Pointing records
* * * *
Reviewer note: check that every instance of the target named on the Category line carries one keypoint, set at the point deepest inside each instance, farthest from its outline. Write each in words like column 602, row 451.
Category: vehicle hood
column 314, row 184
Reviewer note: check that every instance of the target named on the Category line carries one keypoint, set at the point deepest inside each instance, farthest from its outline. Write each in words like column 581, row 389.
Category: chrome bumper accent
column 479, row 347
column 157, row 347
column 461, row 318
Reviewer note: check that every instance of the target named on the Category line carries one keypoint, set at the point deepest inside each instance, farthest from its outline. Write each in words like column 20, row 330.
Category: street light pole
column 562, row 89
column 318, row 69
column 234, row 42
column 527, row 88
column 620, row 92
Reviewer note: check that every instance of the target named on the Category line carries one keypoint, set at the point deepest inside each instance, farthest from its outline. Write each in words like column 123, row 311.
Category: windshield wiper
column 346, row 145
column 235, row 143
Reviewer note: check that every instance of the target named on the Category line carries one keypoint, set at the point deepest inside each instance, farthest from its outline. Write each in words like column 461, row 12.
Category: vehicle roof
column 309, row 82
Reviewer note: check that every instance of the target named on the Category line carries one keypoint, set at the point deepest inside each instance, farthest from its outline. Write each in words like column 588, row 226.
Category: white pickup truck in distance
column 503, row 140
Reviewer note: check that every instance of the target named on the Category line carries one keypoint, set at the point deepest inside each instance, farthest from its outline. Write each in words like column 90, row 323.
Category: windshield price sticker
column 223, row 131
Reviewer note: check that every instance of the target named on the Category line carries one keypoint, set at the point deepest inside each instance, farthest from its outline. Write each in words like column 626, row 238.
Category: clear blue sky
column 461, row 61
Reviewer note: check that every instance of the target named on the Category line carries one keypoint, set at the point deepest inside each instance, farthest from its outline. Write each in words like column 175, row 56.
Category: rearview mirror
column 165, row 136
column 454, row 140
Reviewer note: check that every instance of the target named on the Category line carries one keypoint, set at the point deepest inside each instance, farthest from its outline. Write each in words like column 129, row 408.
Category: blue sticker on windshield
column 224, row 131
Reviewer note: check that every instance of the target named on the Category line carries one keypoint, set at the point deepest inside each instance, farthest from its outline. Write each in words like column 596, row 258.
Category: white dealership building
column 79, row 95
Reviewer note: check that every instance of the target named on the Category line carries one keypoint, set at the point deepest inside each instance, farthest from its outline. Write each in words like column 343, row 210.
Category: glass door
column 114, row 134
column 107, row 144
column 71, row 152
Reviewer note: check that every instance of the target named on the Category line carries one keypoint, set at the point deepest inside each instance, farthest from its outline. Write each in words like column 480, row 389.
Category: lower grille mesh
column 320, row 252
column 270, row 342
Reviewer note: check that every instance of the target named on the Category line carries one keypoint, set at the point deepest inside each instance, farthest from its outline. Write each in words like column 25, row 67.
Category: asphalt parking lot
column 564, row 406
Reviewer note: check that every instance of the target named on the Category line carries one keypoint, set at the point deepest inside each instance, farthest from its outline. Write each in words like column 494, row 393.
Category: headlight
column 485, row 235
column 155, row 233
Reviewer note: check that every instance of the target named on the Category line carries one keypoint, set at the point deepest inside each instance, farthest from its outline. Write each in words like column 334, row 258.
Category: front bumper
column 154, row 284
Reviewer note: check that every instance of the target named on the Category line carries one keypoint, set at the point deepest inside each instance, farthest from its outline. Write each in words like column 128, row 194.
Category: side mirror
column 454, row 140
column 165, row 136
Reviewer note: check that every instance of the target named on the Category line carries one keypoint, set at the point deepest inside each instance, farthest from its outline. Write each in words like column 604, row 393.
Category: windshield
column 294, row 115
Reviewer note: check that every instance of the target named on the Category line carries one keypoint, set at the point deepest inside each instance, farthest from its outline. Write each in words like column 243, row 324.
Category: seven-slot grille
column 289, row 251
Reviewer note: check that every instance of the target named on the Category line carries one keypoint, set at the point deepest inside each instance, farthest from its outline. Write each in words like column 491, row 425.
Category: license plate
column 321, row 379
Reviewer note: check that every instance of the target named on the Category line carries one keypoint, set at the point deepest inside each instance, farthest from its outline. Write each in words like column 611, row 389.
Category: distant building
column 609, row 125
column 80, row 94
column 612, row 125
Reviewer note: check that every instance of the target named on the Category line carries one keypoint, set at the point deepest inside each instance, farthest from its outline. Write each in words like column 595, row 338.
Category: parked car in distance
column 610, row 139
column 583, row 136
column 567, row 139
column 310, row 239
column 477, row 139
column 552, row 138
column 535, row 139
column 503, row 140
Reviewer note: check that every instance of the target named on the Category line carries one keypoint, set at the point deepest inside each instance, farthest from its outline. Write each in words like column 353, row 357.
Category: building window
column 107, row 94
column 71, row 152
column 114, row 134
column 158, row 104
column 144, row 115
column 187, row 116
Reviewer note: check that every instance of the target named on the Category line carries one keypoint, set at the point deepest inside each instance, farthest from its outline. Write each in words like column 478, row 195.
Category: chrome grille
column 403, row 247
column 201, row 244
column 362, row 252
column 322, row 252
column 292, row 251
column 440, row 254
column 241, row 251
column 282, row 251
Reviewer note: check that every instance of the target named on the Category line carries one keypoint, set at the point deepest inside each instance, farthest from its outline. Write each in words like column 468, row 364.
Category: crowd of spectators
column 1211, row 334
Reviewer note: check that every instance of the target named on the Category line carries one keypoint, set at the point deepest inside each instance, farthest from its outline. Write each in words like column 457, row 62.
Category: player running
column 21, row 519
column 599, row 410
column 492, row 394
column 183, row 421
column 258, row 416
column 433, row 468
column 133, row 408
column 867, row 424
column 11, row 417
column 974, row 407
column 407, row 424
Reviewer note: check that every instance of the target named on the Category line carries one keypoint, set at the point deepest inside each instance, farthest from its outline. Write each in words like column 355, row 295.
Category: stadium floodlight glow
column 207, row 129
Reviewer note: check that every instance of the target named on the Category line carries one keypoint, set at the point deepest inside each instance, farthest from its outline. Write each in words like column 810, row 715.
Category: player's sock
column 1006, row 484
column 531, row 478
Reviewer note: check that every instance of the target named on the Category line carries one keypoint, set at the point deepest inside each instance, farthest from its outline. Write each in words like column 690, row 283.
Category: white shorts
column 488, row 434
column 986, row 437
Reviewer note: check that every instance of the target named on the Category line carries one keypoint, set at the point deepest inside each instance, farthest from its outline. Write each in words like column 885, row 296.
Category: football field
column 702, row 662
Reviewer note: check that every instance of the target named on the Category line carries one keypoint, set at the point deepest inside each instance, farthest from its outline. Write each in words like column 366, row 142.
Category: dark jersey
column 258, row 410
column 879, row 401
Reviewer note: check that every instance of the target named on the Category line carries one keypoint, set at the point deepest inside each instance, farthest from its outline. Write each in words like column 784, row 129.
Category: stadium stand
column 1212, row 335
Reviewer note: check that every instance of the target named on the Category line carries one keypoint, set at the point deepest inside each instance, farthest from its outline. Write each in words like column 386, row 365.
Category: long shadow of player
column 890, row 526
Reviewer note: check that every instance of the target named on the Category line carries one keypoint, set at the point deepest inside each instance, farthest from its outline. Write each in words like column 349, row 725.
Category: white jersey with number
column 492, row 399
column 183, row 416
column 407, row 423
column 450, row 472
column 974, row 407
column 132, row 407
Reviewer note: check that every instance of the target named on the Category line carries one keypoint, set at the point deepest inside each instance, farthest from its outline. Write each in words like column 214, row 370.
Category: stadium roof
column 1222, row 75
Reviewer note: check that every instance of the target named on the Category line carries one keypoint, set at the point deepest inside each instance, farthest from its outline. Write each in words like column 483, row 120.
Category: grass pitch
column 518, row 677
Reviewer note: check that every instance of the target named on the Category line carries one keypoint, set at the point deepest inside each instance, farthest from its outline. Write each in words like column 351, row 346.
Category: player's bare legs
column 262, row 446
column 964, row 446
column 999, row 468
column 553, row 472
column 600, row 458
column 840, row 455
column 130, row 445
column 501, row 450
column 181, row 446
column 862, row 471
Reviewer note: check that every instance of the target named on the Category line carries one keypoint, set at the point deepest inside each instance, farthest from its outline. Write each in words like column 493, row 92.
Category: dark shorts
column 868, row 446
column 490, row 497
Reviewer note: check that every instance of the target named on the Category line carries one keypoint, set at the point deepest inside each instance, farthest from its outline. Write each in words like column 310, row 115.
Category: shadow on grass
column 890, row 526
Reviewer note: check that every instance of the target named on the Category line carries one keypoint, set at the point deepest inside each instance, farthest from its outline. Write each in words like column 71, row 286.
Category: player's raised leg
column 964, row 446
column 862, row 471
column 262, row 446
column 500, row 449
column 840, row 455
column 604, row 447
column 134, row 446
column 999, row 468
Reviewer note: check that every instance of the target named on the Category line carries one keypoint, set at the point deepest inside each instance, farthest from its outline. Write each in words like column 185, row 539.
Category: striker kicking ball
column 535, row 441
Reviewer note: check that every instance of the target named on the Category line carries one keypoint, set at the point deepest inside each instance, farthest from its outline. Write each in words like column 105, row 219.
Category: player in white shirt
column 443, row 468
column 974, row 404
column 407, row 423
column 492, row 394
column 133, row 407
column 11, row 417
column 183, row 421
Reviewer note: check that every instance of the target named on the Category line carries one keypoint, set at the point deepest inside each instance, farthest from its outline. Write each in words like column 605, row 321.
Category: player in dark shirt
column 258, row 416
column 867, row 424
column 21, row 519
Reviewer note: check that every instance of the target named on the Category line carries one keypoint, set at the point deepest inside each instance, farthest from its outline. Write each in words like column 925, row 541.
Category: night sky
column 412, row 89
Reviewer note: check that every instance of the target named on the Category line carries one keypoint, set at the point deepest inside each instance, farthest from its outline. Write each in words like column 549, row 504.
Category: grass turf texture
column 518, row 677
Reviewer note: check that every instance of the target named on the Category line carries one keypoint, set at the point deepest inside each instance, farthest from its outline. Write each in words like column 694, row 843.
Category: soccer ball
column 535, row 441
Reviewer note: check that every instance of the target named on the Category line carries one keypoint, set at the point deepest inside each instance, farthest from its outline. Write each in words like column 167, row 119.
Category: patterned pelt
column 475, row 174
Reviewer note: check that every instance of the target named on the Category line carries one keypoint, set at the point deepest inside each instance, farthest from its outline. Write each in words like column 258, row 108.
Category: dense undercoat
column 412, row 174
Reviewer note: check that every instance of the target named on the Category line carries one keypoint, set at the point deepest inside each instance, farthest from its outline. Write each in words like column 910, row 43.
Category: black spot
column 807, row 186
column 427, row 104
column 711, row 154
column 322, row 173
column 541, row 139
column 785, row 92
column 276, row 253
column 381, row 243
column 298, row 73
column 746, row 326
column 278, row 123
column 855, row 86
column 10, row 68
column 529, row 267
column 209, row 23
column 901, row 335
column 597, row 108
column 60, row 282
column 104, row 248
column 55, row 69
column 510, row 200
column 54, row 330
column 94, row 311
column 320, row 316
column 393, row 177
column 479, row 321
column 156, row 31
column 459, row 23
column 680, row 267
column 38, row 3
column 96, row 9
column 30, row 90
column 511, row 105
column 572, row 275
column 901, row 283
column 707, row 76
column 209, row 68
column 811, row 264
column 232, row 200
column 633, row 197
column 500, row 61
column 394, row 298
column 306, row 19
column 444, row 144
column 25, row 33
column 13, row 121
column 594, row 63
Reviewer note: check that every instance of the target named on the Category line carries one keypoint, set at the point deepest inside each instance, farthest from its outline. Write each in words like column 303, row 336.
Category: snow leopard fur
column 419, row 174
* * * *
▶ Exercise prompt
Please set down everything from the start of the records above down to the line containing "column 461, row 318", including that line, copying each line word for word.

▶ Written answer
Reviewer note: check that every instance of the target named on the Category line carries one keypoint, set at the point deepest inside each instance, farthest from its outline. Write each in words like column 602, row 451.
Category: vehicle hood
column 314, row 184
Reviewer note: check that every instance of the target named on the Category line carries one keypoint, set at the point deepest inside each instance, farthest from its outline. Write each in words like column 581, row 389.
Category: chrome bumper accent
column 479, row 347
column 157, row 347
column 461, row 318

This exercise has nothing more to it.